*Kutipan Teks*.
- - -
Sebagai warga Bali, pasti udah tahu kenal ‘kan dengan Desa Trunyan? Desa yang sangat unik karena pemakamannya beda dari yang lain. Pesona unik nan indah ini tentunya berasa nyeremin buat yang takut mayat dan tengkorak. Tapi, kalau punya kesempatan, yakin nggak mau mampir?

Asal Usul Desa Trunyan
Terletak di Kintamani, Bangli, Desa Trunyan ini udah terkenal di seantero Bali bahkan yang datang berkunjung pun berasal dari berbagai daerah di Indonesia dan mancanegara. Terkenalnya karena prosesi pemakamannya yang cuman didiemin gitu aja. Nama Trunyan sendiri berasal dari pohon Taru Menyan. Sebelum Mz jelasin tentang pemakamannya, alangkah lebih baik kalau kalian tahu dulu tentang dongeng berdirinya desa tersebut. Tetap scroll down yak!
- - -
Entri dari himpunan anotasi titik

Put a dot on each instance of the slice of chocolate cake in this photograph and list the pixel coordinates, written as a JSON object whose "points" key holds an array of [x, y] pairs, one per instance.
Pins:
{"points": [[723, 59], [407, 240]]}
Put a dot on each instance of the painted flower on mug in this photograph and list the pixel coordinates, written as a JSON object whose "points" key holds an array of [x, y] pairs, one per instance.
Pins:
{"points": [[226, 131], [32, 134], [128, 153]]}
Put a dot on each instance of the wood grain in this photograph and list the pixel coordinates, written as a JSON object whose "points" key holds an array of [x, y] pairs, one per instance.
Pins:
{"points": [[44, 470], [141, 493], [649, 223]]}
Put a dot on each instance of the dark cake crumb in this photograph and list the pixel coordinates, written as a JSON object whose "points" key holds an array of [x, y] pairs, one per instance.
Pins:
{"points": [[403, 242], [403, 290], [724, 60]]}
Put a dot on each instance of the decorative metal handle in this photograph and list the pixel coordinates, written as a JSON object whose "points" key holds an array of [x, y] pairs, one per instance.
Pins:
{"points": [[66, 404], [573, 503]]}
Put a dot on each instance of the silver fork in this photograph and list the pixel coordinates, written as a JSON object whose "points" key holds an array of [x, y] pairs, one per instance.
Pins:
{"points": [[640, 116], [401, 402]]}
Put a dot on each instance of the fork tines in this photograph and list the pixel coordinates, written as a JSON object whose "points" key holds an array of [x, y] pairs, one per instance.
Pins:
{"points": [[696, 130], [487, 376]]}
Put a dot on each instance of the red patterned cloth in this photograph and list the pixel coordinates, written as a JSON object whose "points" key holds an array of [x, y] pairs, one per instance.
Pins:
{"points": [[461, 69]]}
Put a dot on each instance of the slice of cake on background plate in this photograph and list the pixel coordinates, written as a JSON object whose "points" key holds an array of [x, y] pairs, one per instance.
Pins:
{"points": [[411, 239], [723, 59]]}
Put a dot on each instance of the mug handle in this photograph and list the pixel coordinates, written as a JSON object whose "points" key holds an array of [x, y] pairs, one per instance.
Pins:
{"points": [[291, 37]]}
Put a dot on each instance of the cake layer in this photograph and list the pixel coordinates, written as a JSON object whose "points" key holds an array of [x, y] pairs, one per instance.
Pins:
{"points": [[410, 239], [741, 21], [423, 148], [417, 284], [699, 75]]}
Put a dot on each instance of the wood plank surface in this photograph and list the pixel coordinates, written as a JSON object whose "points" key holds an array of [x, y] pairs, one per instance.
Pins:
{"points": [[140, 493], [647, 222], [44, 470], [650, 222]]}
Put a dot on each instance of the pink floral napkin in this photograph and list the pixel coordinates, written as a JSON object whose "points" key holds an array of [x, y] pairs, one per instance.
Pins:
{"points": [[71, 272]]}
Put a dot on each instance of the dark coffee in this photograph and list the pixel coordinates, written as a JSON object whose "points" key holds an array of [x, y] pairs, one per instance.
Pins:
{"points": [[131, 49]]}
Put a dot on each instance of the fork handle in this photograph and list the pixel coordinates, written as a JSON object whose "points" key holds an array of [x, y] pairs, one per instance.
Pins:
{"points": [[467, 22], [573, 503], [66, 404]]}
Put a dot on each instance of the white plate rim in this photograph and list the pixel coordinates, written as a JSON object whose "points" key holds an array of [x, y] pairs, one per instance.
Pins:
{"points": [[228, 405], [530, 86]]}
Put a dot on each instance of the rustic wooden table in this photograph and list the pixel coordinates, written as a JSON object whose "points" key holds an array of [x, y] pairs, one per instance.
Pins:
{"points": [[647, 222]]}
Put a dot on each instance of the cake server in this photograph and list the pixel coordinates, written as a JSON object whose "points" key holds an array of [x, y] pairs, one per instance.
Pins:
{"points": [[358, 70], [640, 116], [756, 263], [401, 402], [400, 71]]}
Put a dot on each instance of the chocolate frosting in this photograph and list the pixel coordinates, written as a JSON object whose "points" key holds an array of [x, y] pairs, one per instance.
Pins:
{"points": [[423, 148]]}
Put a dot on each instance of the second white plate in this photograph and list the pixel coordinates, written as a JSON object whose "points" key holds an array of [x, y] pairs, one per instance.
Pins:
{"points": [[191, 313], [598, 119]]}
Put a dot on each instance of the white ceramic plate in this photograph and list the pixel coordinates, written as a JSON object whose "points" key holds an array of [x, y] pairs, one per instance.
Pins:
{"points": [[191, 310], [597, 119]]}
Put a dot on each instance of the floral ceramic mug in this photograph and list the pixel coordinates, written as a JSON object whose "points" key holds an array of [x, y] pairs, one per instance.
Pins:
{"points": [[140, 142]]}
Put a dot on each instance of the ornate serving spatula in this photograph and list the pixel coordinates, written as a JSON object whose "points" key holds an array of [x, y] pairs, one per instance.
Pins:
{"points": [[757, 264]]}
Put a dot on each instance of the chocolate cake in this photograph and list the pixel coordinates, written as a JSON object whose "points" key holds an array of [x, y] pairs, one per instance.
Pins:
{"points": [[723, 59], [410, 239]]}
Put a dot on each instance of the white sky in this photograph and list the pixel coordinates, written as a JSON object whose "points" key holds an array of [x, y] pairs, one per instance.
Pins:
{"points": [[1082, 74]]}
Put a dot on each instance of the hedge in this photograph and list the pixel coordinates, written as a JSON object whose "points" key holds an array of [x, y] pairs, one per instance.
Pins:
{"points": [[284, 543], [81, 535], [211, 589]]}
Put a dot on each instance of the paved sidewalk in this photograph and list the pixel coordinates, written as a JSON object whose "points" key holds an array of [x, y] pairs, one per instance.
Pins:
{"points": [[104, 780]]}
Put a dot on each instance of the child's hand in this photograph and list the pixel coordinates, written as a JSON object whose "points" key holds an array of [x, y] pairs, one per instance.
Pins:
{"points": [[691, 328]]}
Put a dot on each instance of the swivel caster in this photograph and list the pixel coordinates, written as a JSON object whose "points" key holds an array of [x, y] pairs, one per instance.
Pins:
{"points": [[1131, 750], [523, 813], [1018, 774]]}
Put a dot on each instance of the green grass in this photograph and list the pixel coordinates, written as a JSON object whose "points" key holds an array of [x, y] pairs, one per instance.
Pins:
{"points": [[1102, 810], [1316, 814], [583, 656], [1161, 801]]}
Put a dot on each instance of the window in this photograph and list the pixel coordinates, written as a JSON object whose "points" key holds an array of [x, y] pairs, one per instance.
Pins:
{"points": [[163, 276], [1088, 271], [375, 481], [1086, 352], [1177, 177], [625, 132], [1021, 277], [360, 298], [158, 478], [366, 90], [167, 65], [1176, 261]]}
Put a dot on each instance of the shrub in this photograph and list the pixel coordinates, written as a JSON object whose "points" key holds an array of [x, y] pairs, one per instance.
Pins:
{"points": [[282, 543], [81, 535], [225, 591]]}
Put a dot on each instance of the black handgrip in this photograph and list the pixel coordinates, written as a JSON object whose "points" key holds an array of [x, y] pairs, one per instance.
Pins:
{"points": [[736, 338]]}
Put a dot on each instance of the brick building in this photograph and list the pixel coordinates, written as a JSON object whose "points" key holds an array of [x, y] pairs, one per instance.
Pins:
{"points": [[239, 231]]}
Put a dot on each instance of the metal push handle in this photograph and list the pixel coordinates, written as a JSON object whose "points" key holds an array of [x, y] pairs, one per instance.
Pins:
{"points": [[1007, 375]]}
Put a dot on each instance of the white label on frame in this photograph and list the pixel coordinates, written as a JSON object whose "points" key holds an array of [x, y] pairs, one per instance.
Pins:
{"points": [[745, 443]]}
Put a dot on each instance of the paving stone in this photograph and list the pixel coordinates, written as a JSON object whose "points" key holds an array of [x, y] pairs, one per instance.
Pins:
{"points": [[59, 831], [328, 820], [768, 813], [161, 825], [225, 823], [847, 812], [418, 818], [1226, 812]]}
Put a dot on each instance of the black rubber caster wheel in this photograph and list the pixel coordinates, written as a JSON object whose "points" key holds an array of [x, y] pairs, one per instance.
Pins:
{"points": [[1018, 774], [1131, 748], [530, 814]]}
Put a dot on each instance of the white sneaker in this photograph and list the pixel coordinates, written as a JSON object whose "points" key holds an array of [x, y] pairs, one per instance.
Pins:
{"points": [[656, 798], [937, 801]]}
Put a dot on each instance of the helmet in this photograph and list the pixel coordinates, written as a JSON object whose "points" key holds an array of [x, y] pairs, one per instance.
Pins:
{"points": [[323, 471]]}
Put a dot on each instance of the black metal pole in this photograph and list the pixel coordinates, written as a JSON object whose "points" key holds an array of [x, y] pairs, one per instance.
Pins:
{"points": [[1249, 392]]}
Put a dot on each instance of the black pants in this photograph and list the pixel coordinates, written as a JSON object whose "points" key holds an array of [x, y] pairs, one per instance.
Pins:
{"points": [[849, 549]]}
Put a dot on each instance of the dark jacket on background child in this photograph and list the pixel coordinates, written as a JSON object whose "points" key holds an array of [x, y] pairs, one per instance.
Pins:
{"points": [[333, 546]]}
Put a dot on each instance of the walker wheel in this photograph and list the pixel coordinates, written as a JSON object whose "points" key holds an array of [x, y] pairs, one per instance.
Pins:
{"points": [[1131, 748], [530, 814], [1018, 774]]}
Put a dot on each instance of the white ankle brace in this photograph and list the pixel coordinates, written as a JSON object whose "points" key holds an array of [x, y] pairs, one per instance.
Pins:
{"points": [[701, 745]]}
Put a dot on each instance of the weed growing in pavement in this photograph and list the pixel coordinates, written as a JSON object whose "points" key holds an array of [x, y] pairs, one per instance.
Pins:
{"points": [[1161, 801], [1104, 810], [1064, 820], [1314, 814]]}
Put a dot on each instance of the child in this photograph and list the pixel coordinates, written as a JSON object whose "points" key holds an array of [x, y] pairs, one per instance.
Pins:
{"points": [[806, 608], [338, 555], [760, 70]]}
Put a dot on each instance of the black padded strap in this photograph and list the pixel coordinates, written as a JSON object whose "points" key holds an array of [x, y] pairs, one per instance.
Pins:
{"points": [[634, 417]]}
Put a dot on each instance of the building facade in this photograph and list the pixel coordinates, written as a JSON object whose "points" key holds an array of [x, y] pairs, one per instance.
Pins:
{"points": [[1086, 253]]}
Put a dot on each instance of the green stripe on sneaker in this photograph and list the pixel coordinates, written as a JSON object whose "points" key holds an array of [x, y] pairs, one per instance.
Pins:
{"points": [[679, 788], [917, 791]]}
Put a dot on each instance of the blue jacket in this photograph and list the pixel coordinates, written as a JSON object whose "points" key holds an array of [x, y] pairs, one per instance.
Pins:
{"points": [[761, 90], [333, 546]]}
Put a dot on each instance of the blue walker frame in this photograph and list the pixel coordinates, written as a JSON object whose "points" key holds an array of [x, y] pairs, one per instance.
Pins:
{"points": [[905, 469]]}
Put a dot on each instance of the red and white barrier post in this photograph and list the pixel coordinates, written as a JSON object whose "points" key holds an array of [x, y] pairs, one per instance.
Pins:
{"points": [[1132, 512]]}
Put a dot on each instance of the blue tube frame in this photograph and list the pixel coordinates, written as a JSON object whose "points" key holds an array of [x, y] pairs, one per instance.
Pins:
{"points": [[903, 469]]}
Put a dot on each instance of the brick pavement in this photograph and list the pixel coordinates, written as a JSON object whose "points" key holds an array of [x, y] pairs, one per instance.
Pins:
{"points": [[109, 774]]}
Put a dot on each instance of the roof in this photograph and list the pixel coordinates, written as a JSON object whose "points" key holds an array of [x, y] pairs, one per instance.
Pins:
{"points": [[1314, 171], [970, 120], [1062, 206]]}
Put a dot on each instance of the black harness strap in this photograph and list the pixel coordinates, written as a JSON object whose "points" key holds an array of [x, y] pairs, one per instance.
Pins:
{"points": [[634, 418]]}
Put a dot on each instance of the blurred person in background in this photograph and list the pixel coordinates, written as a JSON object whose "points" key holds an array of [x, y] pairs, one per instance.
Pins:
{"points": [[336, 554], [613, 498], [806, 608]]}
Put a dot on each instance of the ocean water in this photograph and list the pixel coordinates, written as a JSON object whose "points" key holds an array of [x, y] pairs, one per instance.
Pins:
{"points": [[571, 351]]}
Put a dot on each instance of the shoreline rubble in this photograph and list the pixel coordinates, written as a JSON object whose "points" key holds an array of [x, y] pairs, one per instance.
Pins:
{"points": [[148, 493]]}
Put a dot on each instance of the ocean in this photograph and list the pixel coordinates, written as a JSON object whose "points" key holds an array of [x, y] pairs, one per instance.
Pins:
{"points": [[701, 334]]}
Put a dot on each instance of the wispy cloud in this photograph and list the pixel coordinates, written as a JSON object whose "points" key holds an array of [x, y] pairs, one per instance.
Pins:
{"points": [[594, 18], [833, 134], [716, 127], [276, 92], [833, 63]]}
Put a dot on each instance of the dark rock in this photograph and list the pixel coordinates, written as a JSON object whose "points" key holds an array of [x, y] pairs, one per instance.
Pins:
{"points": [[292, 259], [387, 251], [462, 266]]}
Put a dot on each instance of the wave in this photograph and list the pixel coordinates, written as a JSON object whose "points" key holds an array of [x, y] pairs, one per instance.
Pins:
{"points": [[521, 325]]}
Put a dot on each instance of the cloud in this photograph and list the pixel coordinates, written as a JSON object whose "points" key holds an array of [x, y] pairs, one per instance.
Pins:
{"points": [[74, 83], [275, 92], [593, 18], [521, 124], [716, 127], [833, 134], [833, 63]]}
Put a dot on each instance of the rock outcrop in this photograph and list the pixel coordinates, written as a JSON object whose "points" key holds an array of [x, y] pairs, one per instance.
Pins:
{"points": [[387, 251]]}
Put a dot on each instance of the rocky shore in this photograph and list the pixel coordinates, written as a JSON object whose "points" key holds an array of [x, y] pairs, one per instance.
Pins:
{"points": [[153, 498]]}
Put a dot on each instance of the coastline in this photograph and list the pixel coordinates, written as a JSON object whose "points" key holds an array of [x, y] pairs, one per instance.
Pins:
- - -
*Soal Latihan*.
(A) Alihkan kalimat "Nama Trunyan sendiri berasal dari pohon Taru Menyan." dari teks tentang Desa Trunyan ke dalam bahasa Inggris.
(B) Kutip persis bagian teks tentang Desa Trunyan mulai dari "Sebagai warga Bali, pasti" sampai dengan "scroll down yak!".

*Jawaban Tiap Soal*.
(A) The name Trunyan itself comes from the Taru Menyan tree.

(B)
Sebagai warga Bali, pasti udah tahu kenal ‘kan dengan Desa Trunyan? Desa yang sangat unik karena pemakamannya beda dari yang lain. Pesona unik nan indah ini tentunya berasa nyeremin buat yang takut mayat dan tengkorak. Tapi, kalau punya kesempatan, yakin nggak mau mampir?

Asal Usul Desa Trunyan
Terletak di Kintamani, Bangli, Desa Trunyan ini udah terkenal di seantero Bali bahkan yang datang berkunjung pun berasal dari berbagai daerah di Indonesia dan mancanegara. Terkenalnya karena prosesi pemakamannya yang cuman didiemin gitu aja. Nama Trunyan sendiri berasal dari pohon Taru Menyan. Sebelum Mz jelasin tentang pemakamannya, alangkah lebih baik kalau kalian tahu dulu tentang dongeng berdirinya desa tersebut. Tetap scroll down yak!